# What the task requires
In one to three sentences, explain why, according to the page text, Teddy Roosevelt and Woodrow Wilson reached receptive audiences.

++++ Page text

Dems and GOP v. Conservatives

Member Group : Jerry Shenk

There is little in modern liberalism to match the rich intellectual tradition of classical conservatism.

America’s founding documents are conservatives’ cornerstones, but modern conservative thought is also grounded in ancient teachings of Confucius (551-479 BC) and Cato the Elder (234-149 BC). John Locke (1632-1704) and Edmund Burke (1729-1797) inspired modern conservatism. Conservative, free market economic principles are expressed in the works of economists Adam Smith (1723-1790), Friedrich Hayek (1899–1992), Ludwig von Mises (1881–1973) and Nobel Laureate Milton Friedman (1912-2006).

America’s progressive (modern "liberal") phenomenon is a more recent, post-, often anti-constitutional development with roots in both major parties.

Progressives, the predecessors of modern left-wing agitators, appeared in the late 1800s protesting rapid industrialization, and gradually gained influence. Republican President (1901-1909) Teddy Roosevelt first called for a "Progressive" revolution in politics, economics and society, and a radical expansion of governmental control. But many American progressives/liberals trace their political genesis to Democratic President (1913-1921) Woodrow Wilson. At Princeton University, Wilson, then a professor of political science, taught that there are no principled, even constitutional limits to government’s powers.

Somewhat analogous to the European monarchic tradition from which America liberated itself and Europe’s 20th Century tendency to dictatorial centralization (Russia, Italy, Spain, Germany), Roosevelt’s and Wilson’s strong-executive, big-government philosophies were antithetical to America’s founding principles.

Nonetheless, Roosevelt and Wilson reached receptive audiences. During the rapid industrialization and urbanization of 1880-1920, America received more than 20 million immigrants, the majority from Central, Eastern and Southern Europe, few of whom possessed even rudimentary understanding of America’s founding values and to whom strong, centralized governments were commonplace.

Having inherited Wilson’s war debt and a recession, President Warren Harding cut spending in 1921, and righted the economy. Upon Harding’s death in 1923, his successor, Calvin Coolidge, further reduced government spending, cut taxes, balanced budgets and governed a booming America.

Respectful of government’s constitutional limits, fiscal hawks Harding and Coolidge were arguably America’s last truly-conservative limited-government presidents.

But, after Franklin Roosevelt became president, the Supreme Court undermined the framework of limited and enumerated federal powers central to our Constitution by approving his overambitious "New Deal."

Since then, liberals in both major parties have been so successful at expanding government that, today, the national debt exceeds America’s Gross Domestic Product. Our government has become a ubiquitous, massively-intrusive, increasingly-repressive political, social and cultural presence unwelcome to Americans who believe government controls too much.

As government grew, so did the political stakes, the opportunities for graft and the spoils of power. Today, Democrat and Republican antagonists argue less over the size and reach of government than they do over the rate at which government will expand and who will hold and pull the levers of power.

For now, Republicans are in charge. Do enough Republicans still understand conservative principles and possess enough wisdom to reverse the prior administration’s liberal, extralegal excesses that enabled GOP majorities? Will congressional Republicans scale back government and reduce spending in which their own members were complicit?

They had better. America is watching.

++++++++
++++ Extracted material

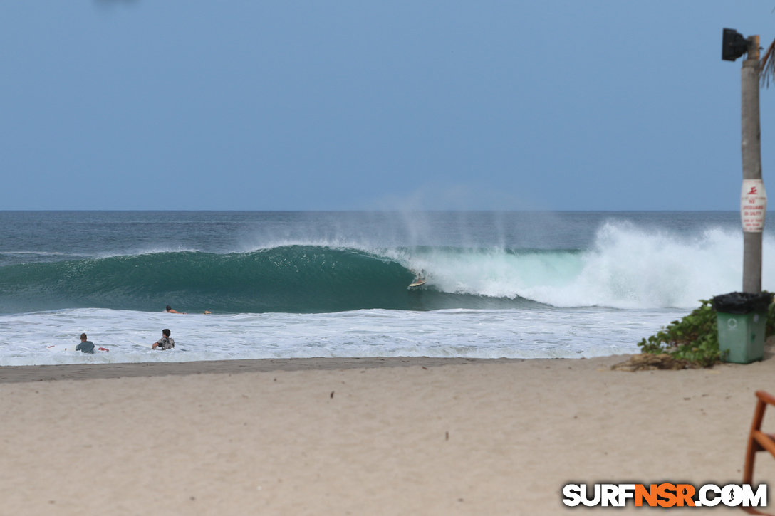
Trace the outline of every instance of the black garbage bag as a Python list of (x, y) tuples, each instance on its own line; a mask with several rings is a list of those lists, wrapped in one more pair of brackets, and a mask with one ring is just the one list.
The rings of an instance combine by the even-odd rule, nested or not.
[(716, 311), (742, 315), (756, 311), (766, 311), (772, 301), (773, 294), (769, 292), (730, 292), (715, 296), (713, 308)]

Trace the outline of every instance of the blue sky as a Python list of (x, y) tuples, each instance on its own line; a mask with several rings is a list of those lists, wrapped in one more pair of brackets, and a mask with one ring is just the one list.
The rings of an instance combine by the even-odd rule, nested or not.
[(0, 209), (736, 210), (773, 8), (3, 2)]

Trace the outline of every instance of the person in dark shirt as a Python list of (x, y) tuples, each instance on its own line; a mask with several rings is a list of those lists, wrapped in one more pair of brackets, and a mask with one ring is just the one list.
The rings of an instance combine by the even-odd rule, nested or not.
[(161, 339), (153, 342), (153, 349), (170, 349), (175, 347), (175, 341), (170, 339), (170, 330), (166, 328), (161, 330)]
[(95, 352), (94, 342), (86, 340), (86, 334), (81, 334), (81, 343), (75, 346), (76, 351), (84, 353), (93, 353)]

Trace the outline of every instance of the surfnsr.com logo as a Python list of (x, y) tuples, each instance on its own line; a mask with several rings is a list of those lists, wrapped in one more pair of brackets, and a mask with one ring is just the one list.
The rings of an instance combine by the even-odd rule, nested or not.
[(632, 500), (636, 507), (766, 507), (767, 486), (754, 490), (750, 484), (735, 483), (718, 487), (707, 483), (699, 489), (689, 483), (596, 483), (587, 489), (585, 483), (569, 483), (563, 487), (563, 503), (570, 507), (624, 507)]

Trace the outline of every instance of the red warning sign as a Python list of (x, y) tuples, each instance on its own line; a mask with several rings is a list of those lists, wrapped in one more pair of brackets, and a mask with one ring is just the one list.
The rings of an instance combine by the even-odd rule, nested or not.
[(767, 194), (761, 179), (743, 179), (740, 195), (740, 220), (745, 232), (756, 233), (764, 230), (764, 215), (767, 212)]

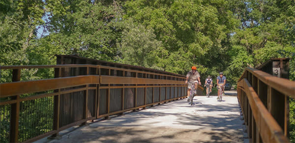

++++++++

# Answer space
Between 1880 and 1920, America took in more than 20 million immigrants, most of them from Central, Eastern and Southern Europe. Few of them had even a basic grasp of America's founding values, and to them strong, centralized governments were commonplace.